= Exercise aim =
Repeat the full listing, word for word.

= Records provided =
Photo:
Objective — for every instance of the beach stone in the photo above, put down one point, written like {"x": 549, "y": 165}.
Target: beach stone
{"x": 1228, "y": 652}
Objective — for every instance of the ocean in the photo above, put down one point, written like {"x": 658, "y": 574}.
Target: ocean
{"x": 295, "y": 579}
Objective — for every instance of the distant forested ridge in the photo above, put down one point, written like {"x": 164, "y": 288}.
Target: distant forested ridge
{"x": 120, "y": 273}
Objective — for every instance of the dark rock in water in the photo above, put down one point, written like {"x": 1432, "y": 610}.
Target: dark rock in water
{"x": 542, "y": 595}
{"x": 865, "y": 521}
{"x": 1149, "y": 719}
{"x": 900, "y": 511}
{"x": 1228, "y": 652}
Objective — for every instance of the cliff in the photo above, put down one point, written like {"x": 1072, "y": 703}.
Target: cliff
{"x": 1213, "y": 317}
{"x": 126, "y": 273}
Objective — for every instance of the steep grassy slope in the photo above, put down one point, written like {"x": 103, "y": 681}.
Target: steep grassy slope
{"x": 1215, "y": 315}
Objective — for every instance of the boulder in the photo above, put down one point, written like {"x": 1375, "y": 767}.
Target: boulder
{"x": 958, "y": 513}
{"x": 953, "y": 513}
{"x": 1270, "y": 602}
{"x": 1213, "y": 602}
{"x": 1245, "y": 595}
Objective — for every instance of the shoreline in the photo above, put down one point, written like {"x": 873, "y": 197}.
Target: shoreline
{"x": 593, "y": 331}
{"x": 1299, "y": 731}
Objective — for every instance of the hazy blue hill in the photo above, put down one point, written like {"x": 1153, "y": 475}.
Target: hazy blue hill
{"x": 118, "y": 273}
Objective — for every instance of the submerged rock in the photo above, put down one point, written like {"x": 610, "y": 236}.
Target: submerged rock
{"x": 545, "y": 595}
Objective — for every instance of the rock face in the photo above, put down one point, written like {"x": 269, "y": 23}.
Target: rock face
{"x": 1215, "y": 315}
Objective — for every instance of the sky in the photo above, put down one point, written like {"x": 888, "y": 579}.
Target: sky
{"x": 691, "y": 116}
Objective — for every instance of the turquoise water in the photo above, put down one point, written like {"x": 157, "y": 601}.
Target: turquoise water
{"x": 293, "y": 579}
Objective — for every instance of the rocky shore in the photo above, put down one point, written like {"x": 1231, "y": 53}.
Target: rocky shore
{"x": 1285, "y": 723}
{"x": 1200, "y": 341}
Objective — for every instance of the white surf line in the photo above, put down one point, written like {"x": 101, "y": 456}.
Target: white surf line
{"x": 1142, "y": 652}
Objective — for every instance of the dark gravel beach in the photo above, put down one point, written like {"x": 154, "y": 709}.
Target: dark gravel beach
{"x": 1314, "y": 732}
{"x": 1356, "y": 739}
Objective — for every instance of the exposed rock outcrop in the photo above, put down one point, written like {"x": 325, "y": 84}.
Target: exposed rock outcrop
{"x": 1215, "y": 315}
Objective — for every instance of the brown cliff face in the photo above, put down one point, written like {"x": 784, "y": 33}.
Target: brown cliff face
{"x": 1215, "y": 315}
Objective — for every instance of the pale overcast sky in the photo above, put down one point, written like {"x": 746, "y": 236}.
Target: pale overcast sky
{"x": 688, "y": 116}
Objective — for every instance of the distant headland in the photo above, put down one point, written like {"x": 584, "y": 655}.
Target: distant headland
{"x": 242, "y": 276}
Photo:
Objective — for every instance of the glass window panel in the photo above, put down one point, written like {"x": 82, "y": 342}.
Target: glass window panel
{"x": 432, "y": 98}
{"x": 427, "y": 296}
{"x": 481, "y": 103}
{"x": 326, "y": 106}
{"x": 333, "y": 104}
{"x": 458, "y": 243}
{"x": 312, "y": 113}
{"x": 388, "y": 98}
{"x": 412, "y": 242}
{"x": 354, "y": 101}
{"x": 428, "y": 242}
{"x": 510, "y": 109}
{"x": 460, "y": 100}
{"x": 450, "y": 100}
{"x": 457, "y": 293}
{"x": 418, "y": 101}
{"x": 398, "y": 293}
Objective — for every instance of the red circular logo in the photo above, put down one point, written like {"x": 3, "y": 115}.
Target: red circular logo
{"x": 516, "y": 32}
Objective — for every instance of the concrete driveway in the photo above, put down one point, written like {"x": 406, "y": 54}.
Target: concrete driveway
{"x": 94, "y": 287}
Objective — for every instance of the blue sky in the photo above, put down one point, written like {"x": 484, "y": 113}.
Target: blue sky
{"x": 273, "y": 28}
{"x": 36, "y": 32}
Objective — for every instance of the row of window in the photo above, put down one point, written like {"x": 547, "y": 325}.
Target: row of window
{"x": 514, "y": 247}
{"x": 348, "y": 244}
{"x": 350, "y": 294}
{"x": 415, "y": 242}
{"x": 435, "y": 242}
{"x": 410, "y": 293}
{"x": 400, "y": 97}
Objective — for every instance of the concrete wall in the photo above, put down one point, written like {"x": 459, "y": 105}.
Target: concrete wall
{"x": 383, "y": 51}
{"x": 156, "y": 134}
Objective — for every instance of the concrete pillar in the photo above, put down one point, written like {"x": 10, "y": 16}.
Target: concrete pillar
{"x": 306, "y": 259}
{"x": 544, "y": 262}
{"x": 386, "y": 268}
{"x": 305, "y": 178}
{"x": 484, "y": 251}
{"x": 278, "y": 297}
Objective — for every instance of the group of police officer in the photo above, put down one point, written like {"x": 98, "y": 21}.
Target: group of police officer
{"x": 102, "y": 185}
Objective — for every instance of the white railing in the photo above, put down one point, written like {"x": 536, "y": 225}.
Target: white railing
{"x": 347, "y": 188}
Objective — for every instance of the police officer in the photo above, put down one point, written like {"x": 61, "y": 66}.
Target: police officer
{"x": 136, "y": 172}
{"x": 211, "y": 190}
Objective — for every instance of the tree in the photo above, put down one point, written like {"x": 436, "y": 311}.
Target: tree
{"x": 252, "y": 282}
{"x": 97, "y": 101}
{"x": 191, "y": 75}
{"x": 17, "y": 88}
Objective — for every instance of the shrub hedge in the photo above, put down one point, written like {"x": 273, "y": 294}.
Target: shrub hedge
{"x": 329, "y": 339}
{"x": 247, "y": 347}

= Solution to the exercise =
Photo:
Objective — for every instance of the beach stone in the photo above, put down one point, written like {"x": 549, "y": 165}.
Target: beach stone
{"x": 1228, "y": 652}
Objective — for every instance of the ocean in the photo above, put down one point, written like {"x": 658, "y": 574}.
Target: ocean
{"x": 295, "y": 579}
Objective — for every instance of the distant forested ridge in the photo above, put down one point, written like {"x": 164, "y": 288}.
Target: distant forested ridge
{"x": 120, "y": 273}
Objective — for every instance of the dark rock in water in the photo above, put down one point, written like {"x": 1432, "y": 610}.
Target: dark rock in water
{"x": 542, "y": 595}
{"x": 865, "y": 521}
{"x": 1149, "y": 719}
{"x": 900, "y": 511}
{"x": 1228, "y": 652}
Objective — for every instance of the cliff in the photo above, put down one point, written like {"x": 1072, "y": 703}.
Target: cliff
{"x": 1213, "y": 317}
{"x": 126, "y": 273}
Objective — for every instance of the steep grassy slope in the photo above, put down one point, written like {"x": 103, "y": 681}.
Target: steep grassy slope
{"x": 1215, "y": 315}
Objective — for every instance of the boulder in the photo above, put down one point, written like {"x": 1375, "y": 767}.
Target: boulder
{"x": 958, "y": 513}
{"x": 953, "y": 513}
{"x": 1270, "y": 602}
{"x": 1213, "y": 602}
{"x": 1245, "y": 595}
Objective — for every instance of the shoreline in the photo above, put down one point, written like {"x": 873, "y": 197}.
Target: shoreline
{"x": 593, "y": 331}
{"x": 1299, "y": 731}
Objective — for every instance of the hazy blue hill in the photo above, put down one point, written like {"x": 1153, "y": 475}.
Target: hazy blue hill
{"x": 118, "y": 273}
Objective — for every instance of the submerged rock in the photo above, put down one point, written like {"x": 610, "y": 236}.
Target: submerged rock
{"x": 545, "y": 595}
Objective — for every instance of the rock face in the photo above, put down one point, written like {"x": 269, "y": 23}.
Target: rock face
{"x": 1215, "y": 315}
Objective — for every instance of the sky in the photo above, put down one point, written like {"x": 888, "y": 579}.
Target: sky
{"x": 691, "y": 116}
Objective — for every instance of the turquoise water in the photo above, put down one point, written like {"x": 157, "y": 601}.
Target: turquoise water
{"x": 293, "y": 579}
Objective — for every instance of the rocky shore in the photo above, put down one point, written like {"x": 1231, "y": 53}.
Target: rocky shore
{"x": 1285, "y": 723}
{"x": 1200, "y": 341}
Objective — for every instance of the white surf line in the photo above, put down one point, written like {"x": 101, "y": 456}.
Target: white surf line
{"x": 1142, "y": 652}
Objective — for every instance of the dark gravel beach in the photo above, put down one point, written like {"x": 154, "y": 709}.
Target: dark gravel beach
{"x": 1314, "y": 732}
{"x": 1356, "y": 739}
Objective — for every instance of the exposed rock outcrop in the photo above, put down one point, written like {"x": 325, "y": 84}.
Target: exposed rock outcrop
{"x": 1215, "y": 315}
Objective — for every instance of the brown cliff face in the photo above, put down one point, written like {"x": 784, "y": 33}.
Target: brown cliff face
{"x": 1215, "y": 315}
Objective — for every instance of the pale overcast sky in the photo above, put down one point, written like {"x": 746, "y": 236}.
Target: pale overcast sky
{"x": 688, "y": 116}
Objective — for every instance of the distant headland in the photo above, put down one point, written like {"x": 584, "y": 655}.
Target: distant headland
{"x": 242, "y": 276}
Photo:
Objective — for every instance of the glass window panel in the photo above, put down one point, written like {"x": 82, "y": 342}.
Target: glass window panel
{"x": 432, "y": 98}
{"x": 427, "y": 296}
{"x": 481, "y": 103}
{"x": 326, "y": 106}
{"x": 333, "y": 104}
{"x": 458, "y": 243}
{"x": 312, "y": 113}
{"x": 388, "y": 98}
{"x": 412, "y": 242}
{"x": 354, "y": 101}
{"x": 428, "y": 242}
{"x": 510, "y": 109}
{"x": 460, "y": 100}
{"x": 450, "y": 100}
{"x": 457, "y": 293}
{"x": 418, "y": 101}
{"x": 398, "y": 293}
Objective — for every instance of the red circular logo in the photo above, put down one point, written like {"x": 3, "y": 115}.
Target: red circular logo
{"x": 516, "y": 32}
Objective — for every instance of the concrete driveway in the photo above, put down one point, written like {"x": 406, "y": 54}.
Target: concrete driveway
{"x": 94, "y": 287}
Objective — for every instance of the blue sky in the photo above, put down one point, written like {"x": 484, "y": 113}.
Target: blue sky
{"x": 273, "y": 28}
{"x": 36, "y": 32}
Objective — for every instance of the row of window in the photo above, put down one point, written like {"x": 547, "y": 325}.
Target: row of window
{"x": 514, "y": 247}
{"x": 348, "y": 244}
{"x": 350, "y": 294}
{"x": 415, "y": 242}
{"x": 435, "y": 242}
{"x": 410, "y": 293}
{"x": 400, "y": 97}
Objective — for every instance of the concrete wall in the photo above, put down one point, written like {"x": 459, "y": 105}.
Target: concrete wall
{"x": 383, "y": 51}
{"x": 156, "y": 134}
Objective — for every instance of the concrete pillar in the photo above, put down one point, written like {"x": 10, "y": 16}.
Target: concrete pillar
{"x": 306, "y": 259}
{"x": 544, "y": 262}
{"x": 386, "y": 268}
{"x": 305, "y": 178}
{"x": 484, "y": 251}
{"x": 278, "y": 297}
Objective — for every instance of the group of police officer in the photo above, put down one point, written like {"x": 98, "y": 21}.
Target: group of police officer
{"x": 102, "y": 185}
Objective — for every instance of the white railing in the photo above, put down one point, written like {"x": 536, "y": 225}.
Target: white railing
{"x": 347, "y": 188}
Objective — for every instance of the police officer in the photo above, put down one point, written like {"x": 61, "y": 66}.
Target: police officer
{"x": 136, "y": 172}
{"x": 211, "y": 190}
Objective — for every instance of the tree in the photo above, put down one point, written like {"x": 436, "y": 311}.
Target: tree
{"x": 252, "y": 282}
{"x": 97, "y": 101}
{"x": 191, "y": 75}
{"x": 17, "y": 88}
Objective — for every instance of the shrub hedge in the photo above, put down one point, written like {"x": 273, "y": 294}.
Target: shrub hedge
{"x": 329, "y": 339}
{"x": 247, "y": 347}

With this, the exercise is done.